- **PROBLEM**: Return copies of the lines below that mention "correct".

- **EXTRACTED ENTRIES**:
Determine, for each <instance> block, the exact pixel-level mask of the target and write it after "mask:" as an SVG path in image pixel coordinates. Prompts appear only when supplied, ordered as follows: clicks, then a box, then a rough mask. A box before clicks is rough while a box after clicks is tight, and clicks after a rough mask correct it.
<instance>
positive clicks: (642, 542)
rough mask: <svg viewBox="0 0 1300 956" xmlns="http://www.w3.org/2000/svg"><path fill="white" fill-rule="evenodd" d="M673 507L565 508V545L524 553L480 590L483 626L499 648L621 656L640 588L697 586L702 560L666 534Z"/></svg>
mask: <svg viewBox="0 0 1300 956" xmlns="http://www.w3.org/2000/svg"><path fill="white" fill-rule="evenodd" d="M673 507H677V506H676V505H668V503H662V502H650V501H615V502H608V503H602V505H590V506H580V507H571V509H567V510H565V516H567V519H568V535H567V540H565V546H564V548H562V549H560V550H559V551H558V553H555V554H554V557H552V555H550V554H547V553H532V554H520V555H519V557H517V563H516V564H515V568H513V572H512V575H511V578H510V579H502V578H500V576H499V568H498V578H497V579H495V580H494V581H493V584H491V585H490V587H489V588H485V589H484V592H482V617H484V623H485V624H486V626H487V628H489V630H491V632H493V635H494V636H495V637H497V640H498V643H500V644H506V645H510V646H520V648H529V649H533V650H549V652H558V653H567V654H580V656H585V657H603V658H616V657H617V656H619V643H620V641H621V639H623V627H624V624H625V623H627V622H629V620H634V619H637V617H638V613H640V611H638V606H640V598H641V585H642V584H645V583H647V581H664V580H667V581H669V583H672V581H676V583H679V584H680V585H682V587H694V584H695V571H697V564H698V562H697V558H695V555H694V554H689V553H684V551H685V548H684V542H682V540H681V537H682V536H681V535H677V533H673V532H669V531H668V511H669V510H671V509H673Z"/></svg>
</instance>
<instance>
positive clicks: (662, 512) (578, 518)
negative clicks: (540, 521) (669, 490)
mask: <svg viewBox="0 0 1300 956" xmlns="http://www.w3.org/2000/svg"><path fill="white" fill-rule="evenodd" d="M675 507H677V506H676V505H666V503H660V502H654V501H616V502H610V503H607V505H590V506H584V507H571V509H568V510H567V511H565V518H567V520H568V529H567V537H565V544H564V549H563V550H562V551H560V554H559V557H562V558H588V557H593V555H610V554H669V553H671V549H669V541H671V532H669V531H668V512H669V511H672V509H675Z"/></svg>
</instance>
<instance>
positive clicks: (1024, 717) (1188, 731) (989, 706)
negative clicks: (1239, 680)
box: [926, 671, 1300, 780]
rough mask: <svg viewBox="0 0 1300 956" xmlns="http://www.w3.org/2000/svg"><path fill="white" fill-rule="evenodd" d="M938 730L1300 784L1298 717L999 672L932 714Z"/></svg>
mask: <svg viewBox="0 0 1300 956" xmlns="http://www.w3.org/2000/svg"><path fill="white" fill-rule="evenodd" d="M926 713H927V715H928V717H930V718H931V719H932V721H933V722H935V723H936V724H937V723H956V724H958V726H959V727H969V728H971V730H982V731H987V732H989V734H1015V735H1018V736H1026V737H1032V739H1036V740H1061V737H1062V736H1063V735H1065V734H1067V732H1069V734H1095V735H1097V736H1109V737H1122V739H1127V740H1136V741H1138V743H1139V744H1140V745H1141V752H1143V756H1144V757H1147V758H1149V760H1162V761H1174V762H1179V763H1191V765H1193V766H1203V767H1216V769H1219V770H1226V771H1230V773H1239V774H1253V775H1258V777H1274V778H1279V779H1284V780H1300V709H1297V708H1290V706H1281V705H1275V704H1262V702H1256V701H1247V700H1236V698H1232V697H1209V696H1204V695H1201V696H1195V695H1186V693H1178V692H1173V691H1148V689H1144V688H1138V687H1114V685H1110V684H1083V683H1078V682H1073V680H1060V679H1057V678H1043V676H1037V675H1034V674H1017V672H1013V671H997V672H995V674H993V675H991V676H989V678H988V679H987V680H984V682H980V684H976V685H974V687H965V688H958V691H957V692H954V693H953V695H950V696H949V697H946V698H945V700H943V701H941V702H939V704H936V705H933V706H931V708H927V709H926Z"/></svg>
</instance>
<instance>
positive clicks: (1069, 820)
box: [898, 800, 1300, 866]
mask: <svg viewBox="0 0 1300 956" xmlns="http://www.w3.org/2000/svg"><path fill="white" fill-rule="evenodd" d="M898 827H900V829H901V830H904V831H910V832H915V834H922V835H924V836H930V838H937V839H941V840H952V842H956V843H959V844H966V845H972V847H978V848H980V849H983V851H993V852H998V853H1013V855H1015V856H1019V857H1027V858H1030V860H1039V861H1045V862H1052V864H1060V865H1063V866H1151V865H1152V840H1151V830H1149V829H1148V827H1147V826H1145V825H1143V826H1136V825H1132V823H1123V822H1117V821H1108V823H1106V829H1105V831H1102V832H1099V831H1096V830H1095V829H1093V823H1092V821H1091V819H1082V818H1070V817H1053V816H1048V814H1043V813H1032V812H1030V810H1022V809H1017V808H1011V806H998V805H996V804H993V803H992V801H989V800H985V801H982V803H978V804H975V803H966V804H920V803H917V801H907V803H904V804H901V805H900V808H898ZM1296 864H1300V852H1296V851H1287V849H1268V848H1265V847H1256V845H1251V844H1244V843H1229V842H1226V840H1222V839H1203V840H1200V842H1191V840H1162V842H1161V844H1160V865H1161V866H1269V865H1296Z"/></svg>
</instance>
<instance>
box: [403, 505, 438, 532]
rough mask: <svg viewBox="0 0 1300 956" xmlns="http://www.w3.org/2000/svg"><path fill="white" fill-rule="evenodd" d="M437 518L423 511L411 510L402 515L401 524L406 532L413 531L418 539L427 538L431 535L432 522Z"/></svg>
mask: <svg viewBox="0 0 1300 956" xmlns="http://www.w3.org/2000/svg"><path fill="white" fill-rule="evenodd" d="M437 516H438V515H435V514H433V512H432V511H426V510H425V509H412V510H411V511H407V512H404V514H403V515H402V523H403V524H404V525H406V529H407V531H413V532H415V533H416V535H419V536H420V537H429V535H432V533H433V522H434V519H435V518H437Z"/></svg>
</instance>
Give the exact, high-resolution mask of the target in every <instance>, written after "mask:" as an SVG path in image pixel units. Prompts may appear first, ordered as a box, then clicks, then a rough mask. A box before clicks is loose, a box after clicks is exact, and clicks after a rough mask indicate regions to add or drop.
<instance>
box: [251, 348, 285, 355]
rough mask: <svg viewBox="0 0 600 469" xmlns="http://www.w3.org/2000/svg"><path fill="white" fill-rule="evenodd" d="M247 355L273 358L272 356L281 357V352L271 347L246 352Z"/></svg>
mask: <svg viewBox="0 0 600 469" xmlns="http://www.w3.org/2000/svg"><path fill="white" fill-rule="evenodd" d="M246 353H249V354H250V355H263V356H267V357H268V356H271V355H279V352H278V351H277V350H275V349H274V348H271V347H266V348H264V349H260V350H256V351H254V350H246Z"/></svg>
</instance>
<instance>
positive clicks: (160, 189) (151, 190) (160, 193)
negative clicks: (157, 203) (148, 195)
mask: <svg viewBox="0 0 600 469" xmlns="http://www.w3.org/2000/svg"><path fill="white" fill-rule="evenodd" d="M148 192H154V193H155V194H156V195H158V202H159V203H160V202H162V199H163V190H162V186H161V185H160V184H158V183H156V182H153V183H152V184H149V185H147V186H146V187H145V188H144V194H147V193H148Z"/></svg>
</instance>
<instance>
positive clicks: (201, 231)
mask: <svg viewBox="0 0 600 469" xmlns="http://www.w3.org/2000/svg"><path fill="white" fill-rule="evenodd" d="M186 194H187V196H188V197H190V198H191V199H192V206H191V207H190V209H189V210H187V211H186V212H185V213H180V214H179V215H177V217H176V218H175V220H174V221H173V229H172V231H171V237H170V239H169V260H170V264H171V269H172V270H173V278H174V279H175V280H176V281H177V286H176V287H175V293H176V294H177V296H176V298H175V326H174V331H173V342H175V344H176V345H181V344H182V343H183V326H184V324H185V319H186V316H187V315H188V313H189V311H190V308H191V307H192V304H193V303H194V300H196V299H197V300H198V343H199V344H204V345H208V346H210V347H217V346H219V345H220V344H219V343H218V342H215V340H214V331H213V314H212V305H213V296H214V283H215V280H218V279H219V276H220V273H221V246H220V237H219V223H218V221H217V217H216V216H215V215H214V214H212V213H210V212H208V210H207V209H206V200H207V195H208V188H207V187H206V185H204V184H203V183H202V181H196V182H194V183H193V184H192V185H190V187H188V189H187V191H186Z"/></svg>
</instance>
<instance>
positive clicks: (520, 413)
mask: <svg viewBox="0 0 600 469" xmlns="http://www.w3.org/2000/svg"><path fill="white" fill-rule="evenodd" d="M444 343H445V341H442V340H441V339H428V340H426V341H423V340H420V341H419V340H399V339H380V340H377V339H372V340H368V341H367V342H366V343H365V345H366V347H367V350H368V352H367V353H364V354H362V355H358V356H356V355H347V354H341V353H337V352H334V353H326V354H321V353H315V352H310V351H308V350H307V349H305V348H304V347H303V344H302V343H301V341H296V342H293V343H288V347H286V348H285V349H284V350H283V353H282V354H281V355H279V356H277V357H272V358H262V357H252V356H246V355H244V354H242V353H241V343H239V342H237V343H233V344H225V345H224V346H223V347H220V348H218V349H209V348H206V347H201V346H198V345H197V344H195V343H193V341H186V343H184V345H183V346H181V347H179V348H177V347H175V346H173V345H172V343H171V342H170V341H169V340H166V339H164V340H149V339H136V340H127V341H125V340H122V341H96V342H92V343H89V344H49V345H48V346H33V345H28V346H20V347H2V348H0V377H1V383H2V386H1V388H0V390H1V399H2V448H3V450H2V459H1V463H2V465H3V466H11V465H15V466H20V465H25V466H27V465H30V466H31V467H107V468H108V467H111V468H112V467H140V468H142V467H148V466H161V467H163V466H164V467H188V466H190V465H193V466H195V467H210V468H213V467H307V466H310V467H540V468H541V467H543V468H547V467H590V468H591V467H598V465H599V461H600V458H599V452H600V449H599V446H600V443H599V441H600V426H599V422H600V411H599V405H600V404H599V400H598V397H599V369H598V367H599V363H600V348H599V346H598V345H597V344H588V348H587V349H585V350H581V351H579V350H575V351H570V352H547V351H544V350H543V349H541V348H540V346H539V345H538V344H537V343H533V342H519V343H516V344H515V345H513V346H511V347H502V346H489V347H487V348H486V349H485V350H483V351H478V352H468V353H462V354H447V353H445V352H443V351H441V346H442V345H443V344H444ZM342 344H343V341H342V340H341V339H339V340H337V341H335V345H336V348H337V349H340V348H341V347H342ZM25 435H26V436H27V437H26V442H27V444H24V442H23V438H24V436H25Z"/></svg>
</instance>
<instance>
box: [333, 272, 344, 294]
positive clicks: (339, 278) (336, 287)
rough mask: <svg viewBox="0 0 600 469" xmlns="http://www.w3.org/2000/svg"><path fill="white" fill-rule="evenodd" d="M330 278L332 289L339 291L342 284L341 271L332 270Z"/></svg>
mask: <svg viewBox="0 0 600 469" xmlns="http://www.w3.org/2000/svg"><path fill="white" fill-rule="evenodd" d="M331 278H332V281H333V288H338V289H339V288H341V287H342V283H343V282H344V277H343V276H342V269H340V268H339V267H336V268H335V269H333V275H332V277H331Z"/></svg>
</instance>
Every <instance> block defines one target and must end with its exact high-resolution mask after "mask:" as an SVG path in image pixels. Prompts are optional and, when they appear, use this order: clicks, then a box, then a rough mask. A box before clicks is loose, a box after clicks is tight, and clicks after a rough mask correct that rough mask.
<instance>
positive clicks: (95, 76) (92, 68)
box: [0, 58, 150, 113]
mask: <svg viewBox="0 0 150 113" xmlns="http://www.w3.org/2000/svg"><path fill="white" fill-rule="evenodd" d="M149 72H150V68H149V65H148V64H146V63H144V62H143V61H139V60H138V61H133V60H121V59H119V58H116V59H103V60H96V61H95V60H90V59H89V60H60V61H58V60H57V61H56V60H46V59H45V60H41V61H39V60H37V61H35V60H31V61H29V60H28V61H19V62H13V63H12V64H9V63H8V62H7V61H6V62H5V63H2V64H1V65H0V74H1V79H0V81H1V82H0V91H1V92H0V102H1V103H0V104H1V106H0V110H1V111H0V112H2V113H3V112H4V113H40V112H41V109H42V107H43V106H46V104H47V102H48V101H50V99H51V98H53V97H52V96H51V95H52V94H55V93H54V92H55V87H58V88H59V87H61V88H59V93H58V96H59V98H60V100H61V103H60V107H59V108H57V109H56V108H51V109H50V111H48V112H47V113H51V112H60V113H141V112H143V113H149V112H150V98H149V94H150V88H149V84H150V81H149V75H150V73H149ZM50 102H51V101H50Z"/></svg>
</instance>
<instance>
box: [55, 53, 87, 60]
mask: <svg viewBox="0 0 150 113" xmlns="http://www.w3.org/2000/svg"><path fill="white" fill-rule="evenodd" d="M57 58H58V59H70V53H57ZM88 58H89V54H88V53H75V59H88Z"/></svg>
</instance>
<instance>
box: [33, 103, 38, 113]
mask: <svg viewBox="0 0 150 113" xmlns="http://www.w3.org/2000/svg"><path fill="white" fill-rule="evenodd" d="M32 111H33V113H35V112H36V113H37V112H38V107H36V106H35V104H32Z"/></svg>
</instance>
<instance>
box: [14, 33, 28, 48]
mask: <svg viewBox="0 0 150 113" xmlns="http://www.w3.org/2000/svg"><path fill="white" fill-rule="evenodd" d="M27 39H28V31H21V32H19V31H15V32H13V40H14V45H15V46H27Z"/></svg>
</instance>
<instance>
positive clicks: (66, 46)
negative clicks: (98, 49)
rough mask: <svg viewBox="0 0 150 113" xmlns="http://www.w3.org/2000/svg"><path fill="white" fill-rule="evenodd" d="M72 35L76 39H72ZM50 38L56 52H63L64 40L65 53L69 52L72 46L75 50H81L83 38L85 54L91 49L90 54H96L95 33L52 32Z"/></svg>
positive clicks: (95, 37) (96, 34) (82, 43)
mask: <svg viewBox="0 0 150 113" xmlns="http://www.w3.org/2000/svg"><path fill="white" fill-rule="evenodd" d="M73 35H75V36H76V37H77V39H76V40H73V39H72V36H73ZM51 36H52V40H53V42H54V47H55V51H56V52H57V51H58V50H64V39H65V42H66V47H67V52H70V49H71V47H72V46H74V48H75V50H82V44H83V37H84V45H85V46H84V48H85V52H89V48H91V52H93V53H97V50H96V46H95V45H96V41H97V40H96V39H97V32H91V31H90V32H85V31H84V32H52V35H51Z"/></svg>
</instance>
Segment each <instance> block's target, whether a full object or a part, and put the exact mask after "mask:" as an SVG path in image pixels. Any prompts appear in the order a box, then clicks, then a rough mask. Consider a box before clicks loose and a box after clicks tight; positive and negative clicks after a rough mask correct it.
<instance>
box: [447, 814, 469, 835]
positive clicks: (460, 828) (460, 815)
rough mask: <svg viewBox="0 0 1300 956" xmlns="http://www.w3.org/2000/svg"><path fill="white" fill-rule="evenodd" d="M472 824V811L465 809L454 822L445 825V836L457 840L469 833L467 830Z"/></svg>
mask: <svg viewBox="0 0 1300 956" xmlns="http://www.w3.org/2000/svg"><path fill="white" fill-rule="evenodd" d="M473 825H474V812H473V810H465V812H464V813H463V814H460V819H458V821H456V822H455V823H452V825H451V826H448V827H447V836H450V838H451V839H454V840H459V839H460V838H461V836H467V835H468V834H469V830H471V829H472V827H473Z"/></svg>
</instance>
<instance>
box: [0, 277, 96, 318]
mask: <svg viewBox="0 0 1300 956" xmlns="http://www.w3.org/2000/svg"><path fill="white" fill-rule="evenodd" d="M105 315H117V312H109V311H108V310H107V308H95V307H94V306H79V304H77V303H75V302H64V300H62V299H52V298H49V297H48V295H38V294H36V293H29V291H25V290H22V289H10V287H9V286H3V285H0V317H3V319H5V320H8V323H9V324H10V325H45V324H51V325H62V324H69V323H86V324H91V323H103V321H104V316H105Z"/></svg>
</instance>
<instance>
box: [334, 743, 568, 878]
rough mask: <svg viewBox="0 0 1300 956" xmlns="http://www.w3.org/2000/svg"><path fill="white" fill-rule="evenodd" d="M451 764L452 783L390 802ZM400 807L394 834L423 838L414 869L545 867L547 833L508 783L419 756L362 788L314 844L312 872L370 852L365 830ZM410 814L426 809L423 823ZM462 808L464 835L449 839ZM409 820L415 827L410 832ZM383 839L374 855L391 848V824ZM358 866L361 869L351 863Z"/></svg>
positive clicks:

- **EXPECTED ANSWER**:
Determine, for each <instance> block, the exact pixel-level mask of the target and write it after "mask:" as an SVG path in image pixel coordinates. Prompts appear only when supplied, ordered as follows: clicks, then a box, then a rough mask. A box before clicks is rough while a box after clicks is tight, and clicks after a rough mask correct it.
Every <instance> block defines one target and must end with its exact high-resolution mask after "mask:" as an SVG path in image pixels. Prompts are optional and, when they appear, use this order: clicks, then a box, then a rough mask. A box before clicks is loose, a box after clicks is tight, and clicks after a rough mask correct that rough mask.
Segment each <instance> block's target, whether a full object or a part, and put the exact mask after "mask:" as an SVG path in image pixels. Any prompts appear in the order a box, then clicks, then a rough mask. Consider a box before clicks loose and a box after clicks tight; positive and negative clicks after a rough mask correct it.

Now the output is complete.